AIM OF THE EXERCISE:
Restate word for word the lines of the material below, from the line with "positive clicks: (48, 303)" to the line with "positive clicks: (161, 156)", both lines included, and no others.
──────
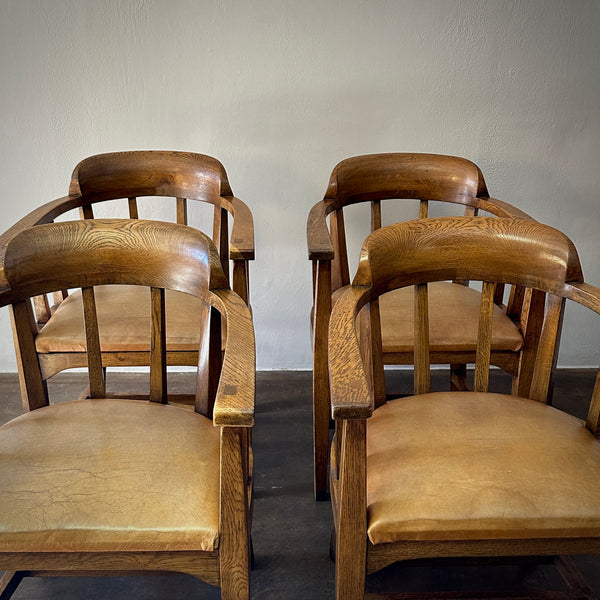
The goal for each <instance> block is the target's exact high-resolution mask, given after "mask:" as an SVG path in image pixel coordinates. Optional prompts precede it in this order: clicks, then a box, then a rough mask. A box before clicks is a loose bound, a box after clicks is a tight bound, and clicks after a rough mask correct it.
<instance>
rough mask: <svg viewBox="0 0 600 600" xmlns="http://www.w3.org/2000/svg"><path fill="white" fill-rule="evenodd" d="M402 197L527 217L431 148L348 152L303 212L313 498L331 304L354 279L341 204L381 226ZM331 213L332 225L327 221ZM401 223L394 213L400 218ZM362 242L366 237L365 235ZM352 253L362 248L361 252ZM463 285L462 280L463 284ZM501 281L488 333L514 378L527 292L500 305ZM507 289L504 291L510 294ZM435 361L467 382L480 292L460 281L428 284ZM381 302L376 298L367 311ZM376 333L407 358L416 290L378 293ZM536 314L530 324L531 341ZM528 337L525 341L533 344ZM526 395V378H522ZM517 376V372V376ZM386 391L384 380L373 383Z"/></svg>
mask: <svg viewBox="0 0 600 600" xmlns="http://www.w3.org/2000/svg"><path fill="white" fill-rule="evenodd" d="M383 200H388V201H390V202H392V201H394V205H395V206H394V205H392V206H389V208H390V209H393V208H394V207H396V208H397V207H398V201H399V200H402V201H403V204H404V205H406V204H407V201H408V200H411V201H412V202H413V203H415V202H416V204H417V207H418V209H417V211H416V212H414V217H415V218H417V217H418V218H425V217H427V216H428V215H429V208H430V204H436V203H437V208H440V207H441V208H443V207H447V208H448V209H450V207H449V204H454V205H455V208H461V209H462V208H463V207H464V214H465V215H466V216H473V215H476V214H477V213H478V212H479V211H484V212H487V213H490V214H493V215H496V216H501V217H518V218H524V219H529V218H530V217H529V216H528V215H526V214H525V213H524V212H522V211H521V210H519V209H517V208H516V207H514V206H511V205H510V204H508V203H506V202H502V201H500V200H497V199H494V198H490V197H489V194H488V191H487V187H486V184H485V181H484V179H483V175H482V173H481V171H480V169H479V168H478V167H477V165H475V164H474V163H472V162H471V161H468V160H466V159H464V158H458V157H454V156H443V155H435V154H407V153H396V154H371V155H365V156H356V157H352V158H348V159H346V160H343V161H342V162H341V163H339V164H338V165H337V166H336V167H335V168H334V170H333V172H332V174H331V178H330V180H329V185H328V187H327V191H326V192H325V197H324V198H323V200H322V201H321V202H318V203H317V204H315V206H313V208H312V209H311V211H310V214H309V217H308V227H307V234H308V254H309V260H311V261H312V265H313V308H312V335H313V350H314V355H313V356H314V360H313V377H314V383H313V407H314V408H313V411H314V413H313V414H314V477H315V495H316V497H317V499H321V498H324V497H326V486H327V452H328V448H329V404H330V403H329V385H328V373H327V327H328V323H329V315H330V312H331V307H332V304H335V302H336V300H337V298H338V297H339V295H340V294H341V292H342V291H343V289H344V287H345V286H347V285H348V284H349V283H350V275H349V266H348V248H347V242H346V240H347V238H348V234H347V232H346V229H345V226H344V211H345V210H347V209H348V207H350V206H351V205H354V204H359V203H370V205H371V206H370V208H371V230H372V231H374V230H376V229H378V228H379V227H381V225H382V212H383V207H382V201H383ZM328 218H329V227H328V225H327V219H328ZM396 220H397V219H396ZM361 241H362V240H361ZM357 254H358V252H357ZM463 284H464V285H463ZM504 295H505V294H504V290H503V289H502V288H501V287H500V286H499V287H498V289H497V295H496V304H497V305H498V306H497V308H495V309H494V310H495V312H496V314H497V319H496V322H495V325H494V331H493V333H492V364H494V365H496V366H498V367H501V368H502V369H504V370H505V371H507V372H509V373H510V374H511V375H513V376H515V378H516V376H517V374H518V372H519V365H520V357H521V353H522V351H523V349H524V347H525V342H524V337H525V335H526V325H527V324H526V320H525V319H522V318H521V317H522V307H523V299H524V295H525V292H524V290H523V289H522V288H515V289H512V290H511V293H510V296H509V298H508V301H507V304H506V306H505V305H504V304H503V302H504ZM507 295H508V294H507ZM430 302H431V317H430V325H431V362H432V363H436V364H450V365H451V375H452V379H451V380H452V384H453V386H454V387H457V388H458V389H465V388H466V364H467V363H473V362H474V360H475V347H476V338H477V329H476V322H477V321H476V316H477V308H478V303H479V293H478V292H477V291H476V290H474V289H472V288H469V287H468V282H466V281H456V282H454V283H452V282H440V283H437V284H435V285H434V286H431V290H430ZM377 308H378V307H377V306H375V305H374V307H373V310H376V309H377ZM379 310H380V311H381V337H382V343H383V353H382V357H381V359H382V361H383V363H384V364H396V365H412V364H413V360H414V359H413V354H414V347H413V340H412V320H413V317H412V312H413V308H412V296H411V292H410V290H397V291H396V292H394V293H393V294H388V295H387V296H386V297H385V298H383V299H382V300H381V305H380V307H379ZM534 324H535V321H532V324H531V325H532V329H531V330H530V331H529V336H530V341H531V342H532V341H533V340H534V339H535V331H534V330H533V329H534ZM531 342H530V345H531ZM519 380H520V382H521V386H522V389H521V390H520V391H519V390H516V391H517V393H521V394H523V393H527V385H528V378H527V377H526V376H523V377H520V379H519ZM515 381H516V379H515ZM375 385H376V388H377V393H378V394H382V393H383V388H384V382H383V380H377V381H376V382H375Z"/></svg>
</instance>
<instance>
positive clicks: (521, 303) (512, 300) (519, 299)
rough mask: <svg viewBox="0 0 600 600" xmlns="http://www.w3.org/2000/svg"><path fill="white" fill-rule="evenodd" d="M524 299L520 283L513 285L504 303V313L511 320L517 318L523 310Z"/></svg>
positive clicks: (523, 295) (521, 287)
mask: <svg viewBox="0 0 600 600" xmlns="http://www.w3.org/2000/svg"><path fill="white" fill-rule="evenodd" d="M524 301H525V288H524V287H523V286H522V285H513V286H512V288H511V289H510V296H509V298H508V304H507V305H506V314H507V315H508V316H509V317H510V318H511V319H513V320H515V319H518V318H519V317H520V315H521V311H522V310H523V302H524Z"/></svg>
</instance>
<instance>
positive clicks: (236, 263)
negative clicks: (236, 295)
mask: <svg viewBox="0 0 600 600" xmlns="http://www.w3.org/2000/svg"><path fill="white" fill-rule="evenodd" d="M233 291H234V292H235V293H236V294H237V295H238V296H239V297H240V298H241V299H242V300H243V301H244V302H245V303H246V304H248V301H249V297H250V282H249V277H248V261H247V260H234V261H233Z"/></svg>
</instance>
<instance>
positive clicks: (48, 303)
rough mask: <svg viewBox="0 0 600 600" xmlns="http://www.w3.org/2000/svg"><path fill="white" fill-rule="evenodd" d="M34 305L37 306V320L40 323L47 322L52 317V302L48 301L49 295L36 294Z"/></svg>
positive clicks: (43, 322)
mask: <svg viewBox="0 0 600 600" xmlns="http://www.w3.org/2000/svg"><path fill="white" fill-rule="evenodd" d="M33 305H34V307H35V316H36V321H37V322H38V323H40V324H42V323H47V322H48V319H49V318H50V304H49V303H48V296H46V294H42V295H41V296H36V297H35V298H34V299H33Z"/></svg>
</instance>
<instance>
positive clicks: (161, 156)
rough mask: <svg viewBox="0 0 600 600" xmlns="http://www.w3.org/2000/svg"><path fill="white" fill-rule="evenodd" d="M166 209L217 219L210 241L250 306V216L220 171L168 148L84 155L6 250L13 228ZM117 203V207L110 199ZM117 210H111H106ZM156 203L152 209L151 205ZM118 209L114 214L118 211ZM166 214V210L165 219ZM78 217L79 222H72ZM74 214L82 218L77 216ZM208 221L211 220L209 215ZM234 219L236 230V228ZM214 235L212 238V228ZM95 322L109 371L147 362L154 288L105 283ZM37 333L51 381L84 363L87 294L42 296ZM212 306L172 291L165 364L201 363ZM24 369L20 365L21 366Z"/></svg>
mask: <svg viewBox="0 0 600 600" xmlns="http://www.w3.org/2000/svg"><path fill="white" fill-rule="evenodd" d="M151 197H159V198H158V203H159V206H158V208H159V209H160V205H162V206H164V207H165V211H164V213H165V214H166V217H164V218H168V217H169V216H171V215H169V214H168V213H167V212H166V209H167V208H171V213H172V216H173V217H175V215H176V221H177V222H178V223H181V224H184V225H186V224H188V212H189V213H190V222H191V221H192V220H193V219H192V217H196V219H195V221H194V223H195V224H196V222H199V221H201V220H202V219H201V217H202V215H199V214H197V213H199V211H200V209H201V208H202V207H205V208H208V209H209V211H210V212H212V213H213V215H214V216H213V227H212V231H211V232H210V233H212V237H213V241H214V243H215V245H216V247H217V249H218V251H219V255H220V257H221V264H222V266H223V271H224V273H225V276H226V278H227V279H228V281H231V282H232V287H233V289H234V290H235V291H236V292H237V293H238V295H239V296H240V297H241V298H243V299H244V301H245V302H246V303H249V296H248V293H249V279H248V277H249V268H248V265H249V261H250V260H252V259H253V258H254V232H253V222H252V215H251V213H250V211H249V209H248V207H247V206H246V205H245V204H244V203H243V202H242V201H241V200H239V199H237V198H236V197H235V196H234V195H233V192H232V191H231V187H230V185H229V182H228V179H227V174H226V173H225V169H224V168H223V165H222V164H221V163H220V162H219V161H218V160H216V159H214V158H212V157H210V156H205V155H202V154H193V153H186V152H167V151H135V152H116V153H109V154H100V155H96V156H92V157H89V158H86V159H85V160H83V161H81V162H80V163H79V164H78V165H77V166H76V167H75V170H74V172H73V175H72V179H71V185H70V189H69V195H68V196H66V197H64V198H59V199H57V200H54V201H52V202H49V203H47V204H45V205H43V206H41V207H40V208H38V209H36V210H34V211H32V212H31V213H30V214H29V215H27V216H26V217H24V218H23V219H21V221H19V222H18V223H17V224H16V225H15V226H14V227H12V228H11V229H10V230H9V231H8V232H7V233H6V234H5V235H4V236H3V237H2V238H1V239H0V247H1V246H3V245H4V244H5V243H6V242H7V241H8V240H9V239H10V238H11V237H12V235H14V234H15V233H16V232H18V231H21V230H23V229H25V228H27V227H32V226H35V225H39V224H42V223H48V222H52V221H53V220H55V219H65V218H69V217H70V215H69V214H68V213H69V211H73V210H74V209H78V210H79V212H80V215H81V218H86V219H88V218H93V217H94V212H95V211H96V212H101V211H104V212H107V210H108V212H109V214H110V215H111V216H118V215H119V212H118V211H119V205H120V206H121V216H123V217H125V216H129V218H132V219H136V218H138V215H142V216H145V215H144V213H143V211H144V210H146V213H145V214H150V215H152V214H153V213H152V210H156V205H152V198H151ZM113 200H116V201H117V202H113V203H111V202H110V201H113ZM109 204H112V206H111V207H110V209H108V208H107V207H108V206H109ZM148 205H150V206H148ZM113 212H114V214H113ZM161 217H162V214H161ZM71 218H73V217H71ZM75 218H77V216H75ZM205 220H206V219H205ZM230 223H231V226H230ZM206 233H209V232H206ZM95 293H96V302H97V311H98V321H99V325H100V330H101V332H102V336H101V338H102V342H101V345H102V347H101V351H102V361H103V367H104V368H106V367H115V366H147V365H148V364H149V363H148V360H149V352H150V312H149V308H148V306H149V305H148V302H147V301H146V296H147V295H148V290H145V289H140V288H138V287H136V286H103V287H101V288H97V289H96V290H95ZM35 309H36V321H37V324H38V327H39V335H38V336H37V338H36V349H37V353H38V358H39V360H40V363H41V367H42V373H43V378H44V380H46V379H49V378H50V377H52V376H54V375H55V374H57V373H58V372H60V371H63V370H65V369H70V368H74V367H83V366H85V365H86V364H87V357H86V354H85V332H84V328H83V317H82V311H83V304H82V298H81V292H80V291H76V292H74V293H72V294H69V293H68V290H59V291H57V292H56V293H55V294H53V296H52V297H51V298H50V299H49V297H48V296H47V295H40V296H39V297H38V298H36V299H35ZM208 314H209V307H208V305H207V304H206V303H204V302H203V301H202V300H200V299H198V298H194V297H192V296H188V295H186V294H180V293H179V292H169V293H168V294H167V322H168V324H169V327H168V334H167V364H168V365H175V366H197V365H198V354H197V350H196V349H197V348H198V343H199V340H200V338H201V337H202V336H203V335H204V332H205V330H206V324H207V323H208ZM19 368H20V369H22V367H21V365H19Z"/></svg>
──────
ANSWER FOR THE TASK:
positive clicks: (48, 303)
rough mask: <svg viewBox="0 0 600 600" xmlns="http://www.w3.org/2000/svg"><path fill="white" fill-rule="evenodd" d="M34 305L37 306V320L40 323L47 322L52 317V302L48 301L49 295L36 294Z"/></svg>
positive clicks: (43, 322)
mask: <svg viewBox="0 0 600 600" xmlns="http://www.w3.org/2000/svg"><path fill="white" fill-rule="evenodd" d="M33 305H34V307H35V316H36V321H37V322H38V323H40V324H42V323H47V322H48V319H49V318H50V304H49V303H48V296H46V294H42V295H41V296H36V297H35V298H34V299H33Z"/></svg>
</instance>
<instance>
positive clicks: (161, 156)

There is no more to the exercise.